Records from a data collection:
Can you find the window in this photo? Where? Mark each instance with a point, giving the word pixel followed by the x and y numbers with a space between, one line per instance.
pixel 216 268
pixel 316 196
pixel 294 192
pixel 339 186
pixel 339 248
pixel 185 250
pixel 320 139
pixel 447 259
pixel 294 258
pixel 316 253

Task -> Your response should be an exact copy of all the records.

Answer to this task ->
Can you find the window in this photo? Where? Mark each instance with a point, giving the word pixel followed by the x and y numbers with a space between, one line per instance.
pixel 216 268
pixel 316 196
pixel 294 192
pixel 339 186
pixel 339 248
pixel 185 250
pixel 320 139
pixel 447 259
pixel 294 258
pixel 316 253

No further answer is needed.